_TEXT SECTION:_
↓↓↓

# What's In My Freezer!



## OldGnarlHead

I thought it would be helpful for people new to PMR to see what was in another raw feeder's freezer! I'm new to PMR myself, so we don't have a huge variety yet. 
Our freezer is 7.1 cubic feet and we are feeding one Shar-Pei Beagle mix who is 44 lbs and gets about 17-18 ounces of food a day. 

So this was our freezer about two weeks ago 

One full deer carcass including organs
2 quart bags boneless deer meat
40lbs of chicken quarters
2 gallon bags boneless chicken
1 gallon bag chicken backs
2 quart bags chicken gizzards/hearts
1 quart bag chicken drumsticks
1 bag chicken feet
1.25lbs chicken liver
2 whole turkeys
11 turkey necks
1 gallon bag boneless turkey
5.5lbs turkey thighs
1 snack bag turkey giblets
1 gallon bag bony turkey bits
2 pork scapulas (for broth)
2 pork butts
2 pork loins
1 steak chuckeye
1 beef roast
4 quart bags beef steak
4lbs lamb ribs

This is my freezer as of 12/30/16

8 quart bags pork loin
4 gallon bags pork butt
5 quart bags spare ribs
2 quart bags pig ears
2 pork scapulas (for broth)
1 whole beef liver
2 beef hearts
1 whole beef brisket
4 quart bags steak chuckeye
4 quart bags beef steaks/roasts
1 gallon bag chicken feet
2 10lb bags chicken quarters
2 quart bags chicken liver
1 gallon bag chicken drumsticks
1 gallon bag boneless chicken
1 gallon bag turkey necks
2 bottles turkey bone broth
1 quart bag bony turkey bits
3 gallon bags boneless turkey
2 gallon bags turkey thighs
1 whole deer carcass (minus head) and organs
2 packs lamb ribs
1 lamb leg roast
2 whole Canadian geese (including organs, minus skin and feathers)


What's in your freezer?


----------



## xellil

You have an inventory? LOL! I admire that. I also admire the variety.

I don't know what's in my freezer except for my staples. I just dig around until I find something that will do. When I start getting toward the bottom I often find things that I forgot I had long ago, and so they're nice surprises. I just found a dozen pasture raised chicken heads I thought were gone months ago. 

What I always have:
Beef Heart
Chicken Heart
Liver and two other organs. 
Some kind of smaller bony meat like Chicken or Duck Feet, Chicken or Duck Necks
Some kind of larger bony meat like duck frame, turkey necks, pork shoulder roast, etc.

↑↑↑

_EXTRACTED RECORDS:_
↓↓↓

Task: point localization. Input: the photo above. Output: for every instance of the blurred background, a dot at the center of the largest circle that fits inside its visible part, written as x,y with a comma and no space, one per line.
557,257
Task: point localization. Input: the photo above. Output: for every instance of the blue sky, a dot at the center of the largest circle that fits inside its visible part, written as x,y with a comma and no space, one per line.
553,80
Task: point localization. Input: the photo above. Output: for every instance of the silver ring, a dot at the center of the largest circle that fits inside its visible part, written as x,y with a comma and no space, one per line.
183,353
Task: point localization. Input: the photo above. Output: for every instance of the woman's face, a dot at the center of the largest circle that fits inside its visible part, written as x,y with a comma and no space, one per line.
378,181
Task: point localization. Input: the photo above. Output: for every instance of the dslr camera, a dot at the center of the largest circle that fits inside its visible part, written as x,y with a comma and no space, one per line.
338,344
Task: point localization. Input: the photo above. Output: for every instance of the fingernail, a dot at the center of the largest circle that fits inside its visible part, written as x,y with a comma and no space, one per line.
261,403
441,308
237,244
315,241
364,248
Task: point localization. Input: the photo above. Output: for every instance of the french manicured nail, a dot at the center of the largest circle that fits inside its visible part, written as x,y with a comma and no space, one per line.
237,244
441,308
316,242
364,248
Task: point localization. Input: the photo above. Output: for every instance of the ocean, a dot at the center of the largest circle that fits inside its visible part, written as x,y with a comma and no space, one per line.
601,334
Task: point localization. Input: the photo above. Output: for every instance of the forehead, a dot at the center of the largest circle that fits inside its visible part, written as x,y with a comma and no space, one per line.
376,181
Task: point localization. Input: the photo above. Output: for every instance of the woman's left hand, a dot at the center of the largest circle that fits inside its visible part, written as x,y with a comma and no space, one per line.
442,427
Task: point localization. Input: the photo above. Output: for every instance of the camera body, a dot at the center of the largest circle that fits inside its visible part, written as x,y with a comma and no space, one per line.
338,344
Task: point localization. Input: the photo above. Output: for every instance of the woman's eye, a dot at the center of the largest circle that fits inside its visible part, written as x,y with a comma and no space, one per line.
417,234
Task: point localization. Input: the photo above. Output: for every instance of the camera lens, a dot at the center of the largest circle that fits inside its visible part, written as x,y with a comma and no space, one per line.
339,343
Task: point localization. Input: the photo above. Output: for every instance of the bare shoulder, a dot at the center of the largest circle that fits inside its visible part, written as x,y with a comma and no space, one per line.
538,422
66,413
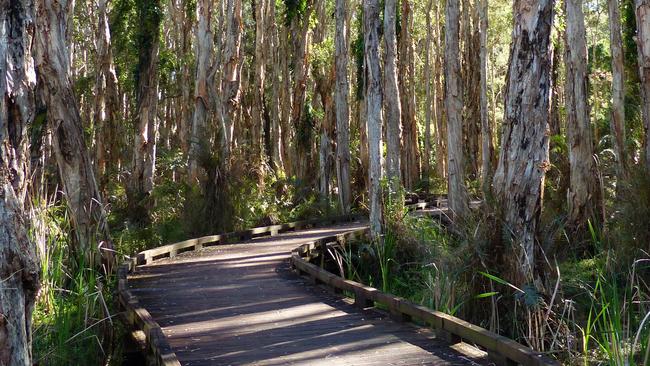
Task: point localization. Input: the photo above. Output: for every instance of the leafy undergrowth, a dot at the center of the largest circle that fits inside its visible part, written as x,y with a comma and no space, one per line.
588,310
74,319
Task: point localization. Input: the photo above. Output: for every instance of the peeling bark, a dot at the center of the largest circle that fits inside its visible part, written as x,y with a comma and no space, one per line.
642,12
19,265
392,103
523,159
583,196
342,107
458,200
72,157
373,109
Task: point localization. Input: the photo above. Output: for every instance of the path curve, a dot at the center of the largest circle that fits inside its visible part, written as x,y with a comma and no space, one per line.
240,304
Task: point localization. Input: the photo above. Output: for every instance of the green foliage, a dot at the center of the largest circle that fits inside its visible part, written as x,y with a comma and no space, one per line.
73,319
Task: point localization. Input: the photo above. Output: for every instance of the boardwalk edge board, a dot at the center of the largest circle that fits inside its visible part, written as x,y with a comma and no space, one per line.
158,350
502,350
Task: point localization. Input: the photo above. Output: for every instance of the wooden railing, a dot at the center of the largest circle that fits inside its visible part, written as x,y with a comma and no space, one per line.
157,349
502,350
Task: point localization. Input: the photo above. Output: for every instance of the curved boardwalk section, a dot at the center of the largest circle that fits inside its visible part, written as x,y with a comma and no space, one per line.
240,304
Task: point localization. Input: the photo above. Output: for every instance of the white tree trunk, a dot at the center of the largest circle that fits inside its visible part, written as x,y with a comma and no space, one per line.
392,105
457,193
617,124
144,147
231,78
75,168
373,110
583,196
643,46
202,96
19,267
523,159
487,149
342,107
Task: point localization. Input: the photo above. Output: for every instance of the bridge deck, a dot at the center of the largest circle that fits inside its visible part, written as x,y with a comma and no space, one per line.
240,305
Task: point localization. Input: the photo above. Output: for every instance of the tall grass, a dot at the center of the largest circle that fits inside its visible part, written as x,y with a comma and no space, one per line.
73,322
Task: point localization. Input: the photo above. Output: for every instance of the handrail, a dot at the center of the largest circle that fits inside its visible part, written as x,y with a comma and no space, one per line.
157,349
500,349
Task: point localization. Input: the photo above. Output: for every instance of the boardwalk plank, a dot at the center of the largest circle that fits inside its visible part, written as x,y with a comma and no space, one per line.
240,305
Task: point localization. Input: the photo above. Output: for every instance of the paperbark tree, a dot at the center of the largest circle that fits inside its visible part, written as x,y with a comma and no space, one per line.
373,110
523,159
487,149
583,196
19,265
617,124
259,82
106,98
643,45
410,163
342,107
203,100
457,192
273,46
231,78
144,147
392,105
73,161
429,101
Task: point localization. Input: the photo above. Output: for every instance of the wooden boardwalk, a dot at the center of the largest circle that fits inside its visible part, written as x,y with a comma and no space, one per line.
240,304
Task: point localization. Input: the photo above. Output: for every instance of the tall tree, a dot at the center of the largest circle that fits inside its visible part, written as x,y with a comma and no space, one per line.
273,46
523,159
300,37
430,98
410,163
487,148
19,267
342,107
259,80
392,104
643,45
373,110
617,123
73,161
106,98
231,78
203,100
583,195
457,193
144,147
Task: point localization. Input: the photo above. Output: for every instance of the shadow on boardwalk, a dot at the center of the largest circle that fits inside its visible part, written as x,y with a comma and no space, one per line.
240,304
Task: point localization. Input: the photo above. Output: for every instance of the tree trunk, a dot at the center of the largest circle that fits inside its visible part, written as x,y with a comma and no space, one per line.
457,192
231,78
392,103
410,163
441,127
260,78
19,265
106,98
643,45
487,149
342,107
373,110
202,96
300,38
75,169
429,107
583,196
144,147
523,159
617,124
275,113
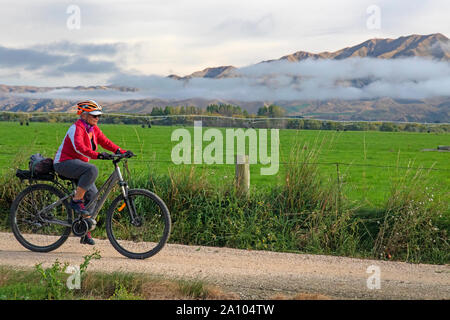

↑↑↑

_TASK INSTRUCTIONS:_ According to the forum thread, what is the capacity of the first poster's freezer?

_RESPONSE:_ 7.1 cubic feet.